▶ Work to do
Quote the records beneath, complete and exact. Leave out images.

Stored data
* * *
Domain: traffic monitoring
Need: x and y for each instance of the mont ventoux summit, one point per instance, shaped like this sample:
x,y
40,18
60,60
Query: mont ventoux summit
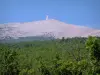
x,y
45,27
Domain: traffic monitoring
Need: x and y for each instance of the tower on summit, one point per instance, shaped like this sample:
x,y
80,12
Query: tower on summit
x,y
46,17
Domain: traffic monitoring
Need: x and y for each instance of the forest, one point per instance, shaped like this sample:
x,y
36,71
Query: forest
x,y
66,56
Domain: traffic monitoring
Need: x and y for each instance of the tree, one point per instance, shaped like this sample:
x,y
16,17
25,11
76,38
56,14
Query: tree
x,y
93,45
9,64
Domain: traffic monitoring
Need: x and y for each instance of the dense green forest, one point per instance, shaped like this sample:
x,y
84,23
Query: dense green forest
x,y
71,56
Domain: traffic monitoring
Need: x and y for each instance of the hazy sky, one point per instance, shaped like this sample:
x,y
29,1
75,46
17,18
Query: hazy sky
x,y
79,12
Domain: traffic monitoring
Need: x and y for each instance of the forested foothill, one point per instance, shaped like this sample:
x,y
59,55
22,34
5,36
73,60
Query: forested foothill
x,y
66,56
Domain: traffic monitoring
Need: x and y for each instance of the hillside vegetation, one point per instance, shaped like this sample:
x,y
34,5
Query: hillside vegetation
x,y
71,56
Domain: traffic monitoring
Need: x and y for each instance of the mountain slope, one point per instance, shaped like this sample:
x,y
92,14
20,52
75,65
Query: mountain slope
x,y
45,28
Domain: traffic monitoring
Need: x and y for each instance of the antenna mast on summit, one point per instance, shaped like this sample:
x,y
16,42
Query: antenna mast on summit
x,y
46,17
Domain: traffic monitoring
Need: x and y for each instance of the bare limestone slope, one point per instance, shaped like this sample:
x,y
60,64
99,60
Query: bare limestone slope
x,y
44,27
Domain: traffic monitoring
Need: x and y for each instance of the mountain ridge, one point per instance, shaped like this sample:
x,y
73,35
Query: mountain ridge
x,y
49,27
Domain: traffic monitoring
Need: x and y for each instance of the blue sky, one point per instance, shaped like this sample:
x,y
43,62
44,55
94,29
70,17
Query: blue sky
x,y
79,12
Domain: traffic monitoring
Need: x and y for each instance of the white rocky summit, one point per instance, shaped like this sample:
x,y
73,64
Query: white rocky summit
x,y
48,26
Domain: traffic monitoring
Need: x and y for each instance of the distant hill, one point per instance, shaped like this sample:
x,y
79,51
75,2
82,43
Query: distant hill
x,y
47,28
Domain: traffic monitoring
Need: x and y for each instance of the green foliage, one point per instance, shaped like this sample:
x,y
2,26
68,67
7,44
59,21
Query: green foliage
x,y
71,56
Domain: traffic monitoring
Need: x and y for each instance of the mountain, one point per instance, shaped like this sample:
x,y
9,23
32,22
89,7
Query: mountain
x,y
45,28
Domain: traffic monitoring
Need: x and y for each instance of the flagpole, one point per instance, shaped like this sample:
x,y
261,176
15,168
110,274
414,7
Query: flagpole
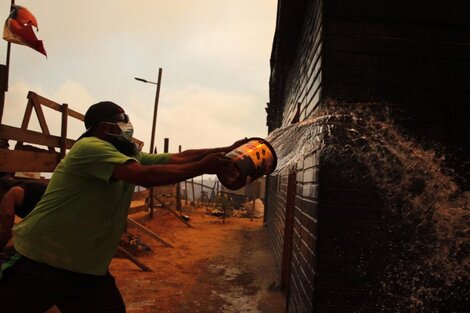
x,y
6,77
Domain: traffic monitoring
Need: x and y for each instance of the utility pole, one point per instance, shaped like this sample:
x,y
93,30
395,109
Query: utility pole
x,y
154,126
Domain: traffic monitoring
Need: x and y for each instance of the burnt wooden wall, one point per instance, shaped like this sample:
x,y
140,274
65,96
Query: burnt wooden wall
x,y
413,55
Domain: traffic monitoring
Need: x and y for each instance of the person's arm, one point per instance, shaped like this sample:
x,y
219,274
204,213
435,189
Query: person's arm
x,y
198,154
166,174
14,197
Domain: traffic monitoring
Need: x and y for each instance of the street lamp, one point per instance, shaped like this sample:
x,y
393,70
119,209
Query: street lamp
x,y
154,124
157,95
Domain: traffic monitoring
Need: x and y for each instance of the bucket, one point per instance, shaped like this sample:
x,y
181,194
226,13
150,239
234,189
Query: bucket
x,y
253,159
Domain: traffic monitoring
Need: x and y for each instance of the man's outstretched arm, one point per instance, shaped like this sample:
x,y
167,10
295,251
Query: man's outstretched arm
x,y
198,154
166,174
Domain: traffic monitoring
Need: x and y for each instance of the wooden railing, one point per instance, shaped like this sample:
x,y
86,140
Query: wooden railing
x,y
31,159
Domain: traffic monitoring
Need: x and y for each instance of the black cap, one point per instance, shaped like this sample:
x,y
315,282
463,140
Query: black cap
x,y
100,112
* * *
▶ Answer in full
Domain: traffic monitoring
Need: x and y for each instance of the mont ventoux summit, one point per instance, shaped like this sample:
x,y
40,18
60,60
Query: mont ventoux summit
x,y
45,27
Domain: traffic monitoring
Need: x and y for each instance of the tower on summit, one point per instance, shaped like this sample:
x,y
80,12
Query: tower on summit
x,y
46,17
Domain: traffic monitoring
Need: x and y for each instance of the forest, one point per instance, shaped like this sample:
x,y
36,71
Query: forest
x,y
66,56
Domain: traffic monitoring
Need: x and y for each instance of the tree, one point per instance, shaped like this sample:
x,y
16,17
25,11
76,38
56,14
Query: tree
x,y
93,45
9,64
Domain: traffic monitoring
Need: x and y for each instance of the dense green forest, one point per instance, shaped like this sample:
x,y
84,23
Query: dense green forest
x,y
71,56
Domain: traffic monitoring
Need: x and y for each instance of the hazy sky, one point per instance, shaped like this sample:
x,y
29,1
75,46
17,18
Query: hazy sky
x,y
79,12
Domain: traffic monitoring
Need: x and y for each instance of the forested foothill, one point per instance, shaped like this sample:
x,y
59,55
22,34
5,36
73,60
Query: forested foothill
x,y
66,56
Domain: traffic monitoring
Need: x and y for each instance of the hillside vegetation, one point per instance, shaped like this sample:
x,y
34,5
Query: hillside vegetation
x,y
71,56
Domain: traffic monitoring
Need: x and y for each instance of the mountain slope, one point per instance, shaped like this sample:
x,y
92,14
20,52
75,65
Query: mountain slope
x,y
45,28
Domain: traffic monitoring
Need: x and y for each instance of the antenna mast on summit, one point per instance, shaped like this sample:
x,y
16,42
Query: antenna mast on summit
x,y
46,17
Domain: traffic monitoring
Need: x and y for each instance of the bare limestone slope, one point per instance, shaped like this sample:
x,y
60,64
99,60
Query: bare limestone slope
x,y
44,27
Domain: traffic monitoring
Need: x and y for each instance of the mountain ridge, one point per instance, shaped like this sample:
x,y
73,35
Query: mountain ridge
x,y
49,27
Domain: traffic monitoring
Need: x and y for each instance of the blue sky, one point per instance, shaped like this sample:
x,y
43,62
44,55
94,29
70,17
Query: blue sky
x,y
79,12
Domain: traffic monitoring
Need: x and y for each instance of the white rocky summit, one point per instance, shaped like this sample:
x,y
73,64
Query: white rocky summit
x,y
48,26
Domain: traffic monitoring
Need: x and y for each instance of the distant hill, one point per instance, shaped like this sample:
x,y
79,51
75,2
82,43
Query: distant hill
x,y
47,28
Domain: traffic monitoring
Need: x and y for each instance of the green foliage, one point per instance, shaped like this sample:
x,y
2,26
68,67
7,44
59,21
Query: green foliage
x,y
71,56
Domain: traffic monitoring
Need: x and y for each instance of the mountain, one point per instance, shaped like this sample:
x,y
9,23
32,22
89,7
Query: mountain
x,y
45,28
Domain: traffic monitoring
Need: x and y for each instance of the flagpole, one point per instance, shaped like this sample:
x,y
261,176
15,168
110,274
414,7
Query: flagpole
x,y
6,77
Domain: traffic monitoring
Need: x and y for each instance of the utility pole, one point per instance, shaped like this sample:
x,y
93,30
395,109
Query: utility pole
x,y
154,126
Domain: traffic monitoring
Need: x and y for each instance of the burnt wooden wall, one point per instance, shaped like this sample:
x,y
140,274
65,96
Query: burnt wooden wall
x,y
413,55
Domain: traffic monitoring
Need: x and y for each instance of the person's arm, one point per instance, shaped like this sample:
x,y
219,274
204,213
435,189
Query: person's arm
x,y
198,154
166,174
14,197
Domain: traffic monitoring
Need: x and y for each instance of the street lamp, one point per instance, shaped like this sample:
x,y
393,70
119,209
Query: street lamp
x,y
154,124
157,95
Domain: traffic monitoring
Need: x and y for each instance of the bucket, one point per instance, shaped like this sample:
x,y
181,194
226,13
150,239
234,189
Query: bucket
x,y
253,159
Domain: traffic monitoring
Need: x and y for each instance of the man's outstretched arm, one point per instance, shaped like this sample:
x,y
167,10
295,251
Query: man's outstretched arm
x,y
198,154
166,174
Domain: traffic monitoring
Need: x and y for each instance of the wooden railing, one point per instance, shaped like this sample:
x,y
86,140
Query: wooden railing
x,y
31,159
Domain: traffic monitoring
Need: x and y for each instance of the black cap, one point per instance, shaped like this sample:
x,y
315,282
463,140
Query: black cap
x,y
100,112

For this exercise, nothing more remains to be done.